- Exercise goal
Transcribe the listing below word for word.
++++ Data lines
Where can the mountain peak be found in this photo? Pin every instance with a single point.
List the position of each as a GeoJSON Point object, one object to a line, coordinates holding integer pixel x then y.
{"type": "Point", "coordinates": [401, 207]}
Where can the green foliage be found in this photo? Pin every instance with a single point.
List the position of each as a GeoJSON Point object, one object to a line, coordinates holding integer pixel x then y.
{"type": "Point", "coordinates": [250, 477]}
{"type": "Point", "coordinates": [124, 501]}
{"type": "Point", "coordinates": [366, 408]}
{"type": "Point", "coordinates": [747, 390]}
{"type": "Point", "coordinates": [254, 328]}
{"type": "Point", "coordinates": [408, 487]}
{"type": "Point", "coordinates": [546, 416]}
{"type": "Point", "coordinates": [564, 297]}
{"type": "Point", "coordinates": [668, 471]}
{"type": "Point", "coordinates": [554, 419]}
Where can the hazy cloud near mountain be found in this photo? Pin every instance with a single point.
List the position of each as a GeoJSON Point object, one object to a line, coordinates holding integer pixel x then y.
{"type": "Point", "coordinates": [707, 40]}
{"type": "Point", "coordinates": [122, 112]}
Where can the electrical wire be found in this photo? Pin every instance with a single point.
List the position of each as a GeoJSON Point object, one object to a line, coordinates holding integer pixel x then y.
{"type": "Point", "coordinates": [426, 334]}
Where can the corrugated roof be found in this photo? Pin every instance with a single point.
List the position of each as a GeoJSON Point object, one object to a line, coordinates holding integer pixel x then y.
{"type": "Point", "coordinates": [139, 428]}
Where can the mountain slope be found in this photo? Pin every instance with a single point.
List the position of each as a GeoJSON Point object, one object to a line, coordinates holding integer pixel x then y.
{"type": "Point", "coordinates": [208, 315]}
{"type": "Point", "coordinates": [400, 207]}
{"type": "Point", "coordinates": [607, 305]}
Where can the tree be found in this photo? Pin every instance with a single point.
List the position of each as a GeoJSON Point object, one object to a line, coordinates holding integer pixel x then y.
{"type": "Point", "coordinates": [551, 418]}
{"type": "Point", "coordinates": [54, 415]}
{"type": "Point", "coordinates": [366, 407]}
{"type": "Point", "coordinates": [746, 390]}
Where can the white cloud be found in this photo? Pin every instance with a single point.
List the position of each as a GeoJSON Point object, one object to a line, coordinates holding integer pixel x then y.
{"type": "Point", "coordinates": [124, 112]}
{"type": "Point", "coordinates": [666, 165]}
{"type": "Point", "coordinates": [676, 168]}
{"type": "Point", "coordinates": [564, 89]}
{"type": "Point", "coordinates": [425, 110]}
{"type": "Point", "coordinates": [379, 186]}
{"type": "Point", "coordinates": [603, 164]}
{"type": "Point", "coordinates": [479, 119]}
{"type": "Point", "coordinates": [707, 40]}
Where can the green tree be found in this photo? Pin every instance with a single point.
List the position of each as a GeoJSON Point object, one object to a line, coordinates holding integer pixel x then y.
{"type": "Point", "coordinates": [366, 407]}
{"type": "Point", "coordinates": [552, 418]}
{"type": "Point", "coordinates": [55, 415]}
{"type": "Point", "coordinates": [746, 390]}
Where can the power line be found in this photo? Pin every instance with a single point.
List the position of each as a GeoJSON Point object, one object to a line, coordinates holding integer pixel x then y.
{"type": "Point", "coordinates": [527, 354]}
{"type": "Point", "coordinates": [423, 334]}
++++++++
- Exercise result
Where can the mountain peak be found in this photo? Pin every instance with a single point.
List the position of each as a GeoJSON Point object, one object to a line, coordinates holding integer pixel x then y.
{"type": "Point", "coordinates": [401, 207]}
Where can the green foliage be found in this photo? Pin every instance with a single point.
List the position of each as a GeoJSON Point object, one object to a line, coordinates holding integer pixel x then y.
{"type": "Point", "coordinates": [250, 477]}
{"type": "Point", "coordinates": [124, 501]}
{"type": "Point", "coordinates": [366, 408]}
{"type": "Point", "coordinates": [747, 390]}
{"type": "Point", "coordinates": [254, 328]}
{"type": "Point", "coordinates": [408, 487]}
{"type": "Point", "coordinates": [546, 416]}
{"type": "Point", "coordinates": [564, 297]}
{"type": "Point", "coordinates": [668, 471]}
{"type": "Point", "coordinates": [554, 419]}
Where can the hazy cloud near mountain be found in this photo? Pin every instance with a single point.
List the position of each as a GeoJSON Point object, one object to a line, coordinates holding integer pixel x then y.
{"type": "Point", "coordinates": [707, 40]}
{"type": "Point", "coordinates": [122, 112]}
Where can the electrical wire be found in this photo? Pin every instance with a single point.
List the position of each as a GeoJSON Point object, one object to a line, coordinates holding integer pixel x then y.
{"type": "Point", "coordinates": [426, 334]}
Where can the corrugated roof be found in this photo? Pin every instance with a single point.
List the position of each as a GeoJSON Point object, one object to a line, coordinates holding integer pixel x then y.
{"type": "Point", "coordinates": [139, 428]}
Where can the mountain slope be found in this photo? Pin every instance with a single point.
List the position of each as a GeoJSON Point object, one object to a line, coordinates holding integer pixel x then y.
{"type": "Point", "coordinates": [208, 315]}
{"type": "Point", "coordinates": [400, 207]}
{"type": "Point", "coordinates": [607, 305]}
Where can the tree be found in this photo? Pin every instance with a single point.
List the position of each as a GeoJSON Point object, one object to a line, coordinates holding integer pixel x then y.
{"type": "Point", "coordinates": [551, 418]}
{"type": "Point", "coordinates": [54, 415]}
{"type": "Point", "coordinates": [366, 407]}
{"type": "Point", "coordinates": [746, 390]}
Where can the white cloud be found in this photo? Pin every instance with a single point.
List the position of each as a GeoJSON Point object, one object to a line, coordinates holding integer pixel x then y.
{"type": "Point", "coordinates": [124, 112]}
{"type": "Point", "coordinates": [666, 165]}
{"type": "Point", "coordinates": [676, 168]}
{"type": "Point", "coordinates": [564, 89]}
{"type": "Point", "coordinates": [425, 110]}
{"type": "Point", "coordinates": [379, 186]}
{"type": "Point", "coordinates": [603, 164]}
{"type": "Point", "coordinates": [479, 119]}
{"type": "Point", "coordinates": [707, 40]}
Where can the green tree be found in this photo? Pin every instance with a single point.
List the position of each as a GeoJSON Point object, one object to a line, coordinates holding integer pixel x then y.
{"type": "Point", "coordinates": [366, 407]}
{"type": "Point", "coordinates": [552, 418]}
{"type": "Point", "coordinates": [55, 415]}
{"type": "Point", "coordinates": [746, 390]}
Where can the power line be found in this photo? Pin every instance with a single point.
List the position of each as a GeoJSON Point object, one object to a line, coordinates holding integer pixel x then y.
{"type": "Point", "coordinates": [527, 354]}
{"type": "Point", "coordinates": [423, 334]}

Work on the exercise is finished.